| PROBLEM REQUIREMENTS |
Copy the passage in the post about electric rental cars for rideshare drivers from "Christian here, and" to "mainly electric vehicles.", word for word.

| READING TEXT |

Christian here, and today we have a guest post from Evercar. Evercar rents cars to rideshare and delivery drivers in Los Angeles with an interesting twist – their rental fleet consists of mainly electric vehicles.
Now, I’ve always been intrigued by electric cars ever since I paid $3.50 a gallon to put gas in my Trans Am. When I was younger, I envisioned building a company that would sell the coolest EVs that people would WANT to drive that would create a bunch of manufacturing jobs in the US. Unfortunately, instead of building a car company from scratch, I spent a bunch of time playing Civ V (2,000 hours according to Steam) while Elon Musk built Tesla. So thanks Elon…
Electric vehicles (EVs) and car-sharing are two innovations that have been slow to reach mass market. However, as rideshare drivers seek creative ways to maximize their profitability, it could be the combination of these innovations and concepts that allows drivers to unlock sustainable value from the on-demand economy.

| DATA SHOWN |
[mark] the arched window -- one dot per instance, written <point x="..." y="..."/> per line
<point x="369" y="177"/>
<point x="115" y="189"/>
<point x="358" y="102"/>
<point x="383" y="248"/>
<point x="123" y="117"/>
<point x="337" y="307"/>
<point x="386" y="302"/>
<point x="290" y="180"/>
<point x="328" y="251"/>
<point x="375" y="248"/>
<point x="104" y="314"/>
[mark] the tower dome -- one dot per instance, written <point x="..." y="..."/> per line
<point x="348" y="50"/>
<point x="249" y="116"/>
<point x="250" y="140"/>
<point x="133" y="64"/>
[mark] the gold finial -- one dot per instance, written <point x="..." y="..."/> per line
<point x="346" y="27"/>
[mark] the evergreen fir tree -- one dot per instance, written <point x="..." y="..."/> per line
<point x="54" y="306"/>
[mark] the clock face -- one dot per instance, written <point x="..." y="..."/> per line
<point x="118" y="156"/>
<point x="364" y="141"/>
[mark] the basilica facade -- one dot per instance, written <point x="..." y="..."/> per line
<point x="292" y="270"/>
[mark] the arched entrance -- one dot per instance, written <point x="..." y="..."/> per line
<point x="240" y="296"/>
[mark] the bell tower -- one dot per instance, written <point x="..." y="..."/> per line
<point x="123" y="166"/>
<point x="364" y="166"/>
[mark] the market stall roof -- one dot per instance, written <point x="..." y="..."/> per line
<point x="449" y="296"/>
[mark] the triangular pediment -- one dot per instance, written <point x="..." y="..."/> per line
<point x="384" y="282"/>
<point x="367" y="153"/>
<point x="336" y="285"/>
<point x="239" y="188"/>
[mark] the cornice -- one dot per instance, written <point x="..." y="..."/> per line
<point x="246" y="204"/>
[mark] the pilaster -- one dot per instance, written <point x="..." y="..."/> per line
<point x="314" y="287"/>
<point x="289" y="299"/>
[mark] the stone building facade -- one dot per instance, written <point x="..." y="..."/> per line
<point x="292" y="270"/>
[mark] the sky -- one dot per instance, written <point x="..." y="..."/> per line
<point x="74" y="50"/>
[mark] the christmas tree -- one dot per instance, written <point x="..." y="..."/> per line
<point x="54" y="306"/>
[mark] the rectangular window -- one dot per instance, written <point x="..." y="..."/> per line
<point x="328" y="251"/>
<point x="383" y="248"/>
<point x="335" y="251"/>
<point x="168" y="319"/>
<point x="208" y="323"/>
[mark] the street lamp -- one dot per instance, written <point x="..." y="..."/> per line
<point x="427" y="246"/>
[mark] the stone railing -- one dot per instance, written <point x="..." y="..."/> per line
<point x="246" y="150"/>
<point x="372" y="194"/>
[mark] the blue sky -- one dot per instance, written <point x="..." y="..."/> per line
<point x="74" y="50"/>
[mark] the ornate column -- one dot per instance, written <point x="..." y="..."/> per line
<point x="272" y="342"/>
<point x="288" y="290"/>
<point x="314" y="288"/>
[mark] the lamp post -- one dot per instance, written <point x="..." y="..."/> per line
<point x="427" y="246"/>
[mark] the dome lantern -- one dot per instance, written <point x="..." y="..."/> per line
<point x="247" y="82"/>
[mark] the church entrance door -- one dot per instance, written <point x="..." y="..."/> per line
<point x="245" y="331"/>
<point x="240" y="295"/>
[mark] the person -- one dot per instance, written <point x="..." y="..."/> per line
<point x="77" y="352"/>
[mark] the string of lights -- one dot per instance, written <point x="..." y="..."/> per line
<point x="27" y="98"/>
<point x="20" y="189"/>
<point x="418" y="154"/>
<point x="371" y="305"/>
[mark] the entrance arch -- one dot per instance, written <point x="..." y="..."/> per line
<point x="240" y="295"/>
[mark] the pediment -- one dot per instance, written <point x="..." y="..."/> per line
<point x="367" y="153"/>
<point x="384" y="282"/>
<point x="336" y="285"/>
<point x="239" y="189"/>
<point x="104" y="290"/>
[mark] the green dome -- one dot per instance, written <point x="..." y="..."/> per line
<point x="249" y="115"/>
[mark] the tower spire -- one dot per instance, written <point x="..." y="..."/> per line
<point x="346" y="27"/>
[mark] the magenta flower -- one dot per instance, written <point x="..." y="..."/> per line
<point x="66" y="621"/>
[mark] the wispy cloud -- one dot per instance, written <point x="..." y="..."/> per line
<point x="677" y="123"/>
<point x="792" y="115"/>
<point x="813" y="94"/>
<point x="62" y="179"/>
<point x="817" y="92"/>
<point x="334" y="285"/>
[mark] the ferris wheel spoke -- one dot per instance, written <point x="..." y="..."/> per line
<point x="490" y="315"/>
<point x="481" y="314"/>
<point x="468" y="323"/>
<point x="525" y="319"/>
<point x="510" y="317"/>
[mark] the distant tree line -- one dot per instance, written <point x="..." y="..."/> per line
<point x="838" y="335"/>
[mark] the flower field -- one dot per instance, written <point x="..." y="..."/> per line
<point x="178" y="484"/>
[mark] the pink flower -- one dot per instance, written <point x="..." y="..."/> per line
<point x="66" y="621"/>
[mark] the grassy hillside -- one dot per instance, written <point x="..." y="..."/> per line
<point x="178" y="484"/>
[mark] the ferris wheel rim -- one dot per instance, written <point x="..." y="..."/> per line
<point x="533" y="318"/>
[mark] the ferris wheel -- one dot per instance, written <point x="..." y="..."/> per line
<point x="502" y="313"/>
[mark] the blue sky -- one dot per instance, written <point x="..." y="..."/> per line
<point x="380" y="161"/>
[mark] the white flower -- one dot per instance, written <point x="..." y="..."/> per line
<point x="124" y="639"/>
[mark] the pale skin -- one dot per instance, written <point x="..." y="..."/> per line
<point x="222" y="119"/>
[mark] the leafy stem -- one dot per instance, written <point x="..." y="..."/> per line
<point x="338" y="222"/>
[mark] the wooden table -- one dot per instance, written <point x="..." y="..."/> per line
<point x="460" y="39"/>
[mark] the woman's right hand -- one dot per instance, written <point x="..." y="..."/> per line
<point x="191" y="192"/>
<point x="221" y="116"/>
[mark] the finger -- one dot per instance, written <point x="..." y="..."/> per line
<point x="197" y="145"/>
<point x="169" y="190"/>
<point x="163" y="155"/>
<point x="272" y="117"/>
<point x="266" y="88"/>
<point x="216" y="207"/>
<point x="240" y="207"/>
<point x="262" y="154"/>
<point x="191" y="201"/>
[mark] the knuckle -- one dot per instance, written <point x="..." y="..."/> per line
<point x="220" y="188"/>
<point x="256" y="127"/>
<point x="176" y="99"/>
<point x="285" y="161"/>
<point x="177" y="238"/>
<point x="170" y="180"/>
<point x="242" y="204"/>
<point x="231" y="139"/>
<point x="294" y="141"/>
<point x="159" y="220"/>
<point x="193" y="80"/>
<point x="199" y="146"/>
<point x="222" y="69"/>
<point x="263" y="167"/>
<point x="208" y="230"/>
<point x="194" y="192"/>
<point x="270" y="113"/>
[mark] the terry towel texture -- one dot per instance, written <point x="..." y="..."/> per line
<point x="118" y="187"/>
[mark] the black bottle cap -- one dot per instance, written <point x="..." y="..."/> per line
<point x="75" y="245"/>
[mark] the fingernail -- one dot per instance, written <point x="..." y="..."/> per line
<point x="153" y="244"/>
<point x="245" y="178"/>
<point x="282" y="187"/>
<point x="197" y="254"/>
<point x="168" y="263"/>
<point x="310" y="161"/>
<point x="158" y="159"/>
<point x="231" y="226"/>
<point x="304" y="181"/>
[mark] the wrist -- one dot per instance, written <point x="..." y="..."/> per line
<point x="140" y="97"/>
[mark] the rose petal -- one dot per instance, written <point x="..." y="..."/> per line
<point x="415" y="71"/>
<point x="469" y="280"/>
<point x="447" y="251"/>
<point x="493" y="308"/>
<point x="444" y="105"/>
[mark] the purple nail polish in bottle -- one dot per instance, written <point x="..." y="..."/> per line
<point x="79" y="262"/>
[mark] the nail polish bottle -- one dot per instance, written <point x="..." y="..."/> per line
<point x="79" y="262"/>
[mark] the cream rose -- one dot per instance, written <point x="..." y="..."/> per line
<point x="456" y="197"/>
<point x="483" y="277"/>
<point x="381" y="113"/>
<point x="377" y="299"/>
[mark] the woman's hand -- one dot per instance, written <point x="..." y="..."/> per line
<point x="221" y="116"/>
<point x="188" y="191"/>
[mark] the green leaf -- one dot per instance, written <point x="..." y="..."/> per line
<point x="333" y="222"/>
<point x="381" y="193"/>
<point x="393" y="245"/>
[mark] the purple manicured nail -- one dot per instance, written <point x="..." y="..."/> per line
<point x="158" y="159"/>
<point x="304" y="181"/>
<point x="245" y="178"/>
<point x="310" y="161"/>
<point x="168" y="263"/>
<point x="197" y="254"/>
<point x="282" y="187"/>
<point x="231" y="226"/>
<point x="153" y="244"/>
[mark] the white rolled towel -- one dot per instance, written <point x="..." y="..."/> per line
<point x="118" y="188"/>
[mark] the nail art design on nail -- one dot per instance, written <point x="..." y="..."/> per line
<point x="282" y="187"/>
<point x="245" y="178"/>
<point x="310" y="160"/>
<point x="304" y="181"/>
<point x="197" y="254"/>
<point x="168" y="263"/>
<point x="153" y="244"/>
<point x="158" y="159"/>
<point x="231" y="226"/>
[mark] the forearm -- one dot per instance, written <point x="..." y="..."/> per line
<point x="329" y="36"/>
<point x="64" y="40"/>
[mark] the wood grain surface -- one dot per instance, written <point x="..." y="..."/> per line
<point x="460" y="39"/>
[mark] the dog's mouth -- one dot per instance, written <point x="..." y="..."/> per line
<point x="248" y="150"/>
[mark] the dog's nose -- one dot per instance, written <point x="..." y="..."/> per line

* * *

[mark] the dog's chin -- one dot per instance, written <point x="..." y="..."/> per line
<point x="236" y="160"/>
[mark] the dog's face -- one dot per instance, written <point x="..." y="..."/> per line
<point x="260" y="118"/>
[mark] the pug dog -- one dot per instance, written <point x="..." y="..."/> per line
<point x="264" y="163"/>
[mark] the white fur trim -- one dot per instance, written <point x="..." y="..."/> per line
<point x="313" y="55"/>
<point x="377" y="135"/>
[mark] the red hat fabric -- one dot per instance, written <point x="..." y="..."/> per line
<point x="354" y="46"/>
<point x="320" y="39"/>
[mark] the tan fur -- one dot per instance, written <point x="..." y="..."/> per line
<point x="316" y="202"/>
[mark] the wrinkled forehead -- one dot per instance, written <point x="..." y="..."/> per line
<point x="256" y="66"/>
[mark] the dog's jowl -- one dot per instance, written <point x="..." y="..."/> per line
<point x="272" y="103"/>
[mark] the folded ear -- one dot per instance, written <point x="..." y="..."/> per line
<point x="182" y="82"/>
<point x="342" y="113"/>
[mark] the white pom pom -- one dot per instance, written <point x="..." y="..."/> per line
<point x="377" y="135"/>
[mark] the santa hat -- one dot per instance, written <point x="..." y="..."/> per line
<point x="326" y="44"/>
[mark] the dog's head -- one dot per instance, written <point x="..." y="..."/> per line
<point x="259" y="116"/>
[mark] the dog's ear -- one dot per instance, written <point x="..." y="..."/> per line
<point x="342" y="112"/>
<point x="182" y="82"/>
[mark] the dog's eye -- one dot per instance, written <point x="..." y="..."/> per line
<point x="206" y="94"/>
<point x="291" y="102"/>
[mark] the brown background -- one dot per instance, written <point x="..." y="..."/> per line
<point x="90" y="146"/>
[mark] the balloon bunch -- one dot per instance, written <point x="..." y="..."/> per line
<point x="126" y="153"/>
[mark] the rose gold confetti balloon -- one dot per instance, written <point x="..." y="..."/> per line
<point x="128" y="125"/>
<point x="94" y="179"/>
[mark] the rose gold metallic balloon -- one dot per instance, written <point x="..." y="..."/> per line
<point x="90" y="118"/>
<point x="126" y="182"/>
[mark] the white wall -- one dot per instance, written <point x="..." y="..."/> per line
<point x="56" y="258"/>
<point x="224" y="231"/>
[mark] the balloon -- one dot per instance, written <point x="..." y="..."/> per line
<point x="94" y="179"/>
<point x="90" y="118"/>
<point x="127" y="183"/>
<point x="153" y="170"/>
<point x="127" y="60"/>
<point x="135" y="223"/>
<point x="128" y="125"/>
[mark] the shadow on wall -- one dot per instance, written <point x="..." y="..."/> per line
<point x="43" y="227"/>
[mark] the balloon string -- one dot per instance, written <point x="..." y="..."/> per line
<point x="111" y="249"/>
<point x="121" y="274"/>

| REPLY TO THE EXERCISE |
Christian here, and today we have a guest post from Evercar. Evercar rents cars to rideshare and delivery drivers in Los Angeles with an interesting twist – their rental fleet consists of mainly electric vehicles.